- WHAT THIS TASK INVOLVES: Every line from the line containing "In this exercise you will mark every instance of the wire" through the final line below must be returned exactly, and no other line.

[Records from a data collection]
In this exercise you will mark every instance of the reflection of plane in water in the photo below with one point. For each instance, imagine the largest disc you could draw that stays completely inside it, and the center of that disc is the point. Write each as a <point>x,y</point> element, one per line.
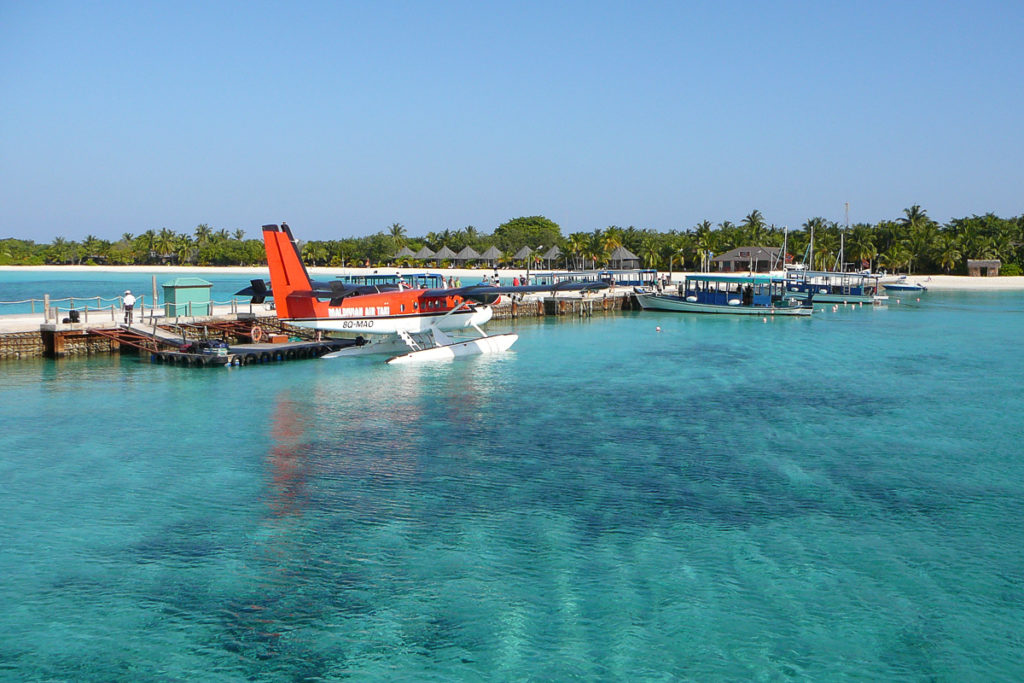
<point>409,323</point>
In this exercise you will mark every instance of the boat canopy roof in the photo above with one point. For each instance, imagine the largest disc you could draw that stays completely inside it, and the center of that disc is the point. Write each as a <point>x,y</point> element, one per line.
<point>730,278</point>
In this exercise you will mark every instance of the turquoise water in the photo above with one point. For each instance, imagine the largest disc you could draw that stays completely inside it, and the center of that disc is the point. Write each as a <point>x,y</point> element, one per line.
<point>835,498</point>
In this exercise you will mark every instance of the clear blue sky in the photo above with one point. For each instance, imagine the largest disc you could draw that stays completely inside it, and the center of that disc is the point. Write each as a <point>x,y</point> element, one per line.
<point>343,118</point>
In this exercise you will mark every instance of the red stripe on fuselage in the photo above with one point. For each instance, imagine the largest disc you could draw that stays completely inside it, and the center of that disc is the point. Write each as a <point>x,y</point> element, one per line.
<point>384,304</point>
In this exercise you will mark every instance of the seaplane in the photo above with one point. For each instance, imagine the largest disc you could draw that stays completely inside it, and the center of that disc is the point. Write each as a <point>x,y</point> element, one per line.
<point>409,324</point>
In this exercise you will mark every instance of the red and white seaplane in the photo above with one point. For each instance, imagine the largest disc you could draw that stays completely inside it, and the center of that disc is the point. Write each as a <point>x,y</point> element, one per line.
<point>412,325</point>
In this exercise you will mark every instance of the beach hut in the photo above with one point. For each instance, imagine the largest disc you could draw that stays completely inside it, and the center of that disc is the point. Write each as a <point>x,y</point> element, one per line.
<point>522,254</point>
<point>551,255</point>
<point>467,254</point>
<point>492,256</point>
<point>444,254</point>
<point>624,259</point>
<point>983,267</point>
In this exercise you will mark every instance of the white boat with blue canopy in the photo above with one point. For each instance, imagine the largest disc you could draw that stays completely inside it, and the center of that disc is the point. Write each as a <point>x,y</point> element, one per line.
<point>834,287</point>
<point>732,295</point>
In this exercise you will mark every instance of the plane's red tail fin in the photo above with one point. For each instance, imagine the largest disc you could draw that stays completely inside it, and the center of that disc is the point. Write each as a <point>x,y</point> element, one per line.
<point>288,273</point>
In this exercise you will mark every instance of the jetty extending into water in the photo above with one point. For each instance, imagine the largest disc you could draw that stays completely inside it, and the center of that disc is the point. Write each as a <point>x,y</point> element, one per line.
<point>252,333</point>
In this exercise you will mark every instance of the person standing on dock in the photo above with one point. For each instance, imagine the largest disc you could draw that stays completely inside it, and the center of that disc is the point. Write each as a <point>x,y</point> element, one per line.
<point>129,303</point>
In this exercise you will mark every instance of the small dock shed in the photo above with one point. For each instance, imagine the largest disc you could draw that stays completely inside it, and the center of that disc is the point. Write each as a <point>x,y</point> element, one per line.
<point>187,296</point>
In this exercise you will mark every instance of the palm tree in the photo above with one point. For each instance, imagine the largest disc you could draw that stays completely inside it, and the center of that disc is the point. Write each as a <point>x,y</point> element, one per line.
<point>59,248</point>
<point>577,247</point>
<point>947,252</point>
<point>183,249</point>
<point>650,251</point>
<point>397,232</point>
<point>896,257</point>
<point>165,243</point>
<point>203,232</point>
<point>754,226</point>
<point>860,245</point>
<point>93,247</point>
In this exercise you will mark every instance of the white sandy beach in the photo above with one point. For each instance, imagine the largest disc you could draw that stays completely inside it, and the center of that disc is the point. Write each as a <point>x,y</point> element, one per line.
<point>469,275</point>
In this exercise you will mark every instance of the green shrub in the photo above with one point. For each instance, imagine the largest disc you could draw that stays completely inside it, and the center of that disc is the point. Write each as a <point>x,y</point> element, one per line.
<point>1011,269</point>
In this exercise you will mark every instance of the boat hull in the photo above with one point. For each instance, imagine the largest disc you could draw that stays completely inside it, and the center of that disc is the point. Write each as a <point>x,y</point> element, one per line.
<point>835,298</point>
<point>678,304</point>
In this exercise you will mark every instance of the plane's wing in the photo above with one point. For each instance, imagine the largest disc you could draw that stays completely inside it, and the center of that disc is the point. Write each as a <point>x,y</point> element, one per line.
<point>487,293</point>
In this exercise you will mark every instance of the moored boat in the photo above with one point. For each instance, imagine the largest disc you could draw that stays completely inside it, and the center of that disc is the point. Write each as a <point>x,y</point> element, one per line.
<point>733,295</point>
<point>834,287</point>
<point>904,285</point>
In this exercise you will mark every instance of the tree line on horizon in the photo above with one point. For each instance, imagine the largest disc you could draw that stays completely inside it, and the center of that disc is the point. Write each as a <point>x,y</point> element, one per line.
<point>913,243</point>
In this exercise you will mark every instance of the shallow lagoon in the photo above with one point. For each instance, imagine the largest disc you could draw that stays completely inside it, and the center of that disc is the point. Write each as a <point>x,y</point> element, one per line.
<point>817,499</point>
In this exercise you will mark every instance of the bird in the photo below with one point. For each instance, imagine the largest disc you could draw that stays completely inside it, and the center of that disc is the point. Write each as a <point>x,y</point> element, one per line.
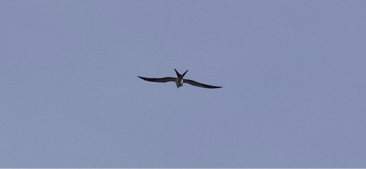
<point>179,80</point>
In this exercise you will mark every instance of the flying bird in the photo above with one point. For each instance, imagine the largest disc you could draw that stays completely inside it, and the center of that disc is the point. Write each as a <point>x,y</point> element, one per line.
<point>179,81</point>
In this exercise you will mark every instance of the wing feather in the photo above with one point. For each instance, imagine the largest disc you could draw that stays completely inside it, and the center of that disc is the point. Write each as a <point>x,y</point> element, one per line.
<point>161,80</point>
<point>194,83</point>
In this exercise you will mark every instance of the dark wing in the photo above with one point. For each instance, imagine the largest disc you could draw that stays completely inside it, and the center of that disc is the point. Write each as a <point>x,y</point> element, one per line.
<point>161,80</point>
<point>194,83</point>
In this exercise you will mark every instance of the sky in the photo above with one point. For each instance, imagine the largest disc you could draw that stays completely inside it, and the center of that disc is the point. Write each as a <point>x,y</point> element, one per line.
<point>293,77</point>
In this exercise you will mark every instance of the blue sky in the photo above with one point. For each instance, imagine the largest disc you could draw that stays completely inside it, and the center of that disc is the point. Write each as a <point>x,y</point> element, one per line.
<point>293,77</point>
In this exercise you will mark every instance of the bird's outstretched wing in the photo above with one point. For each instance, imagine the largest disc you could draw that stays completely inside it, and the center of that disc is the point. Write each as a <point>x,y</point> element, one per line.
<point>161,80</point>
<point>194,83</point>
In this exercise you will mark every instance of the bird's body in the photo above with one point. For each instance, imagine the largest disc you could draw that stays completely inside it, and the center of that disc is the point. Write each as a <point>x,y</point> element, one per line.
<point>179,81</point>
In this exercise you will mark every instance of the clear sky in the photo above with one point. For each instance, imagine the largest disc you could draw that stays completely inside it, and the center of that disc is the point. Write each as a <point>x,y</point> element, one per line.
<point>293,76</point>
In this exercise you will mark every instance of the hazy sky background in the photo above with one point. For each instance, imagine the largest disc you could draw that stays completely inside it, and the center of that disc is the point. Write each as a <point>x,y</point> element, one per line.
<point>293,76</point>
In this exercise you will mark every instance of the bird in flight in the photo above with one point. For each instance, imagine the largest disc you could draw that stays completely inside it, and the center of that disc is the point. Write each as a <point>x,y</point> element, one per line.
<point>179,81</point>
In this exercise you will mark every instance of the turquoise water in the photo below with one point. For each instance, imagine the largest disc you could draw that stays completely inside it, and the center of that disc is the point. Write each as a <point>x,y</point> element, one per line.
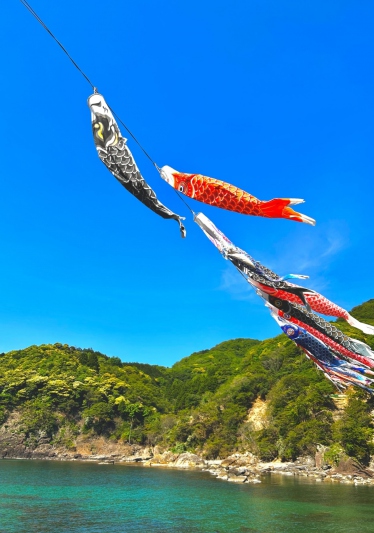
<point>46,497</point>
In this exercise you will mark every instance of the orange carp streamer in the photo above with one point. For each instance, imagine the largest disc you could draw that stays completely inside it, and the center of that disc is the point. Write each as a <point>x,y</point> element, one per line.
<point>221,194</point>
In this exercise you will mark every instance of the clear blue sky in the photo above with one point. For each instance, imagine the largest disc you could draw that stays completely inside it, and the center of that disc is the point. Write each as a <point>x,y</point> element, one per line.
<point>275,97</point>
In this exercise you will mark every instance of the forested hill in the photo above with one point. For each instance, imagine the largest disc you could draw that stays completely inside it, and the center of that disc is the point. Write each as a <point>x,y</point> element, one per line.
<point>206,403</point>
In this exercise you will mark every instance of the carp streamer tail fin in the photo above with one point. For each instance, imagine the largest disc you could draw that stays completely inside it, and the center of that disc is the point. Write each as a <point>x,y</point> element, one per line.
<point>366,328</point>
<point>279,208</point>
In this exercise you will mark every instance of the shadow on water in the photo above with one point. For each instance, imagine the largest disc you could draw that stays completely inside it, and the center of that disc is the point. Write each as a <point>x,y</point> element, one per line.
<point>46,497</point>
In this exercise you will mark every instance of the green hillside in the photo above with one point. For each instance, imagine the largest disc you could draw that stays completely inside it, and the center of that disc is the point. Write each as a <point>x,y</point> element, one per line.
<point>201,404</point>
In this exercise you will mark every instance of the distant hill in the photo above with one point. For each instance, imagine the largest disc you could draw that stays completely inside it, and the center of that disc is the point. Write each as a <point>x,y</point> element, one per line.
<point>204,403</point>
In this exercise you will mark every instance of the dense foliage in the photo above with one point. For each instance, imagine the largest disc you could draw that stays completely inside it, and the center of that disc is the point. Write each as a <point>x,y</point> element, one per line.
<point>200,404</point>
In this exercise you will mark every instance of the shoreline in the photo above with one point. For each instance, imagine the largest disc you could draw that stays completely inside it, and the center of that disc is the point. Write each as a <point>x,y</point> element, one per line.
<point>237,468</point>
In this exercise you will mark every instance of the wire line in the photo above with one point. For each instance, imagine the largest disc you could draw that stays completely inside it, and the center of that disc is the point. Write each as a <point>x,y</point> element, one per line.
<point>36,16</point>
<point>27,6</point>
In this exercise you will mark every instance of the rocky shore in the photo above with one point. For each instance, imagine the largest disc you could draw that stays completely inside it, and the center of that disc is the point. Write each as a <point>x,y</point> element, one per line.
<point>237,468</point>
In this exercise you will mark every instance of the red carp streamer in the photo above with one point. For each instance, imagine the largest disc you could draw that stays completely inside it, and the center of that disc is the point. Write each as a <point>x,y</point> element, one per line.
<point>318,303</point>
<point>221,194</point>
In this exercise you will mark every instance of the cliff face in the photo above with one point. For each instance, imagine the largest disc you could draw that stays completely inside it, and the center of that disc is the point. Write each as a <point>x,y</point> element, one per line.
<point>242,396</point>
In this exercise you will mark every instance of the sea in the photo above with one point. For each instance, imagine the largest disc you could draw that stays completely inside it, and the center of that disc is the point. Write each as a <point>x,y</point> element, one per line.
<point>80,497</point>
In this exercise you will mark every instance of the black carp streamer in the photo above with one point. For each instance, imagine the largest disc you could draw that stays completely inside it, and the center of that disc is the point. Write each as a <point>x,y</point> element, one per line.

- TASK RESPONSE:
In this exercise you will mark every instance of the wire line in the photo above with one point. For each instance, imagine the largest disc you could draw that stays completely inside it, and the center of that disc is the point. Write each as a <point>x,y</point> element, one per line.
<point>36,16</point>
<point>27,6</point>
In this exercise you will mark every instance of the rocky shore in the photo above with one point. For each instance, imagine the largest disc you could draw that stays completely inside it, and the center of that disc is the point. Write each as a <point>x,y</point> element, one per line.
<point>237,468</point>
In this exercise you will mark every instance of the red carp streamer in the photo above with one point. For each instance, imagine the largest disc you could draw that stays completely inside it, and the center of that disc is the point. Write each as a <point>x,y</point> element, one per line.
<point>318,303</point>
<point>221,194</point>
In this exercise you will mark every instance of the cliff face in the photo above with one point. For each instance, imagine the largest disc you could draw that stays completely inside it, and the center of that disc is the point. Write each as a <point>x,y</point> element, one per line.
<point>242,396</point>
In this exercise you will mark every instance of the sea in the photo above with one point. For each instance, imagine the largest disc you could draw that stays completely inside it, and the center of that disc is the point. Write each as a <point>x,y</point> element, one per line.
<point>80,497</point>
In this exercise you will mark every instance of the black carp streamer in the photo above with one point. For each instance, imagine the largest disc you could draw that stays completely inside it, and the center of that disc is the point. Write each as a <point>x,y</point> element, one per line.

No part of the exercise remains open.